- _Written task_
Reproduce exactly the lines from the one containing "Identify a point for each instance of the green" through the last line of the data, both ends included.

- _Source data_
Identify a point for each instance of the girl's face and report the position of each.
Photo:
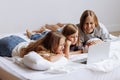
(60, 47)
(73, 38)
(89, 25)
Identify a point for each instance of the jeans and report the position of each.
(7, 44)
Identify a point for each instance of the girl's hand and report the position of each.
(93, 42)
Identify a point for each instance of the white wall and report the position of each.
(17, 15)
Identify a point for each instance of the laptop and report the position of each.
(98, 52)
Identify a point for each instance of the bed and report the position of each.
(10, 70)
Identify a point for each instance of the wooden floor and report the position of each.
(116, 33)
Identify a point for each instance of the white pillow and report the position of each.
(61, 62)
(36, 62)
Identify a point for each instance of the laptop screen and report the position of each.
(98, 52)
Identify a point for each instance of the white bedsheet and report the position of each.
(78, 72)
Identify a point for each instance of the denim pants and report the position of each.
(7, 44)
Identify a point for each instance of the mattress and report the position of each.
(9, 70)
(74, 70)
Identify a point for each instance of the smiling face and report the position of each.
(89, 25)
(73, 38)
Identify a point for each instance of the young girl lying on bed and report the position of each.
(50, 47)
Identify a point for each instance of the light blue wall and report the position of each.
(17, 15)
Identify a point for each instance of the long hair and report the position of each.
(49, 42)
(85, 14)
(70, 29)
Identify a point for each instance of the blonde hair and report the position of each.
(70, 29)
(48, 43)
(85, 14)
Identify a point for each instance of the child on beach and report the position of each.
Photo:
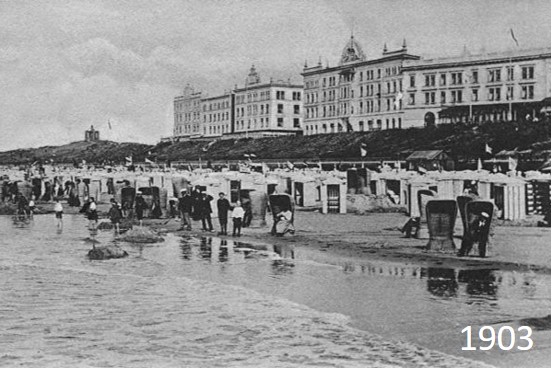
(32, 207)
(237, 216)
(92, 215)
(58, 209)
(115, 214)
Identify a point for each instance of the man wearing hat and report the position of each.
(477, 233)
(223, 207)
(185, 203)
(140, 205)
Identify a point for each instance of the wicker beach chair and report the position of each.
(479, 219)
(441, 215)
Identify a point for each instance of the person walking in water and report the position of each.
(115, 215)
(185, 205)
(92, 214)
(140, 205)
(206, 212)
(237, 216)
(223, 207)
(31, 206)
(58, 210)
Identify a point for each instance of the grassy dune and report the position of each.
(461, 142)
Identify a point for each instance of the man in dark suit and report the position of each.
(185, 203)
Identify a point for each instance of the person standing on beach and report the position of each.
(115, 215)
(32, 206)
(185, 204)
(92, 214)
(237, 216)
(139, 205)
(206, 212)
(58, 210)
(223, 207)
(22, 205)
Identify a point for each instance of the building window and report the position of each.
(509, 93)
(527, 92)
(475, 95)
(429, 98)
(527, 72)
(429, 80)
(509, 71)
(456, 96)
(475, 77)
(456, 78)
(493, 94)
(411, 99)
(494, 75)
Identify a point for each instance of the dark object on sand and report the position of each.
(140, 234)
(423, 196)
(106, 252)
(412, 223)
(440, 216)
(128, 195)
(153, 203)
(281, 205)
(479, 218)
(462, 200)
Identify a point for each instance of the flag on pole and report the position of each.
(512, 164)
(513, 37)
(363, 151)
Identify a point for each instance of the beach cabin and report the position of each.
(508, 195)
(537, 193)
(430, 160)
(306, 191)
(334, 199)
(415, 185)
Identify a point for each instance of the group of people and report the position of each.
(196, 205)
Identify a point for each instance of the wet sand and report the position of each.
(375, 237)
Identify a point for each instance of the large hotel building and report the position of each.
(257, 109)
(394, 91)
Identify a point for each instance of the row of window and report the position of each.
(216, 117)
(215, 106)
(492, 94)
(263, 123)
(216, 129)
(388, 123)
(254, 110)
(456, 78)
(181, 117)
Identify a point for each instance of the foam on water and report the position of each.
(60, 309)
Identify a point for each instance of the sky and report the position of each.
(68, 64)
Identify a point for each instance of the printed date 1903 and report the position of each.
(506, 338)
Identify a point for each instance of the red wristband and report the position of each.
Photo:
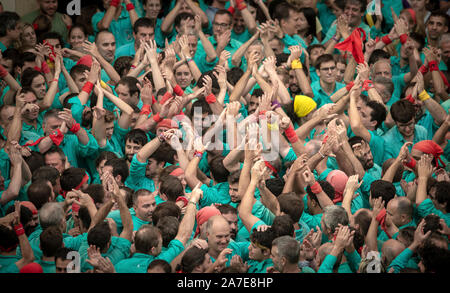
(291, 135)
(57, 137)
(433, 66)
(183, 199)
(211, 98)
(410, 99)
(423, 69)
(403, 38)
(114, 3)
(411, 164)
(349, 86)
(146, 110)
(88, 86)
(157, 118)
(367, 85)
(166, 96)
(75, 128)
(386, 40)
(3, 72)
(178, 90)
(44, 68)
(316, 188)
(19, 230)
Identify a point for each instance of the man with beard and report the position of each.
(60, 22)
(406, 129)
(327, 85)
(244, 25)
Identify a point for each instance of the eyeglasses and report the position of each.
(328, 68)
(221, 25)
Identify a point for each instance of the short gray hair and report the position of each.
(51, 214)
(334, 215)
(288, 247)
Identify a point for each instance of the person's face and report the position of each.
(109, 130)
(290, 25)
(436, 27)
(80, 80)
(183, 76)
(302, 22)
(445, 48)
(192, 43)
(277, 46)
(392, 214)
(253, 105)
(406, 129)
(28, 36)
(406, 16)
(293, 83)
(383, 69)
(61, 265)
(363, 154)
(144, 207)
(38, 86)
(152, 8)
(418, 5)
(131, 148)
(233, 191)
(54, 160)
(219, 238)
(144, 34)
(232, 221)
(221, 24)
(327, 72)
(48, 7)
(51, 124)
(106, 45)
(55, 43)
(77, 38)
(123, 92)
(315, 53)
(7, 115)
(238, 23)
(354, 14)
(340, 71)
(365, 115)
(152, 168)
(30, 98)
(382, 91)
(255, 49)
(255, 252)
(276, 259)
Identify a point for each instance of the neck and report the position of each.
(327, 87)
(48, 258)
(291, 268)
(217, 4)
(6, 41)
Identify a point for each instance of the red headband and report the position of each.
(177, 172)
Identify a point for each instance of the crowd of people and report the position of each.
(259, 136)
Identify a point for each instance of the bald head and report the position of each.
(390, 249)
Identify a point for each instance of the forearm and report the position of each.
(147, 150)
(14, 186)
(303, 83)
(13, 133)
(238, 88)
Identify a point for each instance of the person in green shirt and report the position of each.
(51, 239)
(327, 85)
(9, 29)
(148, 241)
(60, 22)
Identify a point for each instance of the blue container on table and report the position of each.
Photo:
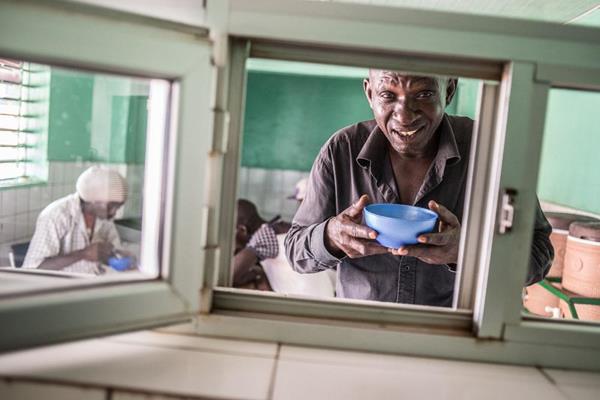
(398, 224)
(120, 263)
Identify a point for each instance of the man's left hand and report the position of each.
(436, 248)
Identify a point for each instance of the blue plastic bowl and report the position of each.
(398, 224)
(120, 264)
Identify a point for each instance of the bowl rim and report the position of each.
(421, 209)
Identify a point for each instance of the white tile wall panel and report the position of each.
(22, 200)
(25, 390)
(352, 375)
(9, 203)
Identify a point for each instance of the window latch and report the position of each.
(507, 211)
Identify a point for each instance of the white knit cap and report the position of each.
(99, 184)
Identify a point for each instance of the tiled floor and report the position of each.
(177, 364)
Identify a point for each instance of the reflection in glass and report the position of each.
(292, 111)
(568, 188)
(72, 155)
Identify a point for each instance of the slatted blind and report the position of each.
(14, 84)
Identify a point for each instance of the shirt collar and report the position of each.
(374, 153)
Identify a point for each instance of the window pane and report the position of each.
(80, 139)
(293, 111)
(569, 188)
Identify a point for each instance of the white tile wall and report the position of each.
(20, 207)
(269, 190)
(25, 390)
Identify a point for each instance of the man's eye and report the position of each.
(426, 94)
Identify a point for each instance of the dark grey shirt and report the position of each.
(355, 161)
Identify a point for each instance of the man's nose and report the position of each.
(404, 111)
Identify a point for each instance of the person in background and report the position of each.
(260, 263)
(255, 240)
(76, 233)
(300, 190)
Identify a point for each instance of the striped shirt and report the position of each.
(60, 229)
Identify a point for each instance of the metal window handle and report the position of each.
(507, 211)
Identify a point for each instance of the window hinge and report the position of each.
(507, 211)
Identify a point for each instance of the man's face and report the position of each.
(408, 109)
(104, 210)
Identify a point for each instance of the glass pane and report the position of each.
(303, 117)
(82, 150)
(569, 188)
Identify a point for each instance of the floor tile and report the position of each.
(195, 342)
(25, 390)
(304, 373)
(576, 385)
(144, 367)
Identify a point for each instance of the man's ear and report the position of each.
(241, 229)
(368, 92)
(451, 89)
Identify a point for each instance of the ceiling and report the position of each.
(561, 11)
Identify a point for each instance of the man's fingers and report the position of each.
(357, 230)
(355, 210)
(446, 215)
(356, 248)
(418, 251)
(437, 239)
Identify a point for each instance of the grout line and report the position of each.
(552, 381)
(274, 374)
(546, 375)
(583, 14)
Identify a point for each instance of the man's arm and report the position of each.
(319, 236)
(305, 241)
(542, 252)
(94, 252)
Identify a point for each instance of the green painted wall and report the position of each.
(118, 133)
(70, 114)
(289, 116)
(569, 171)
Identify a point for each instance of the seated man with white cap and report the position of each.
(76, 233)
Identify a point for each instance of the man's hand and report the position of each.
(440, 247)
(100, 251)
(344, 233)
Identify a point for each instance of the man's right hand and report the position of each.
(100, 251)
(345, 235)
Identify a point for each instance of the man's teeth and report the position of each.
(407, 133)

- _Solution to this problem_
Identify a point for each instance of the green painted wall and report the position of each.
(118, 133)
(70, 114)
(289, 116)
(569, 171)
Identify a point for each instance of the seated man with white cap and report the position of each.
(76, 233)
Identify a point for each instance of the man's hand and report the position of each.
(440, 247)
(100, 251)
(344, 233)
Identify a point for each instance of the man's right hand and report the position of each.
(100, 251)
(345, 235)
Identify a point for each instance of the man's teeth and report the position of each.
(407, 133)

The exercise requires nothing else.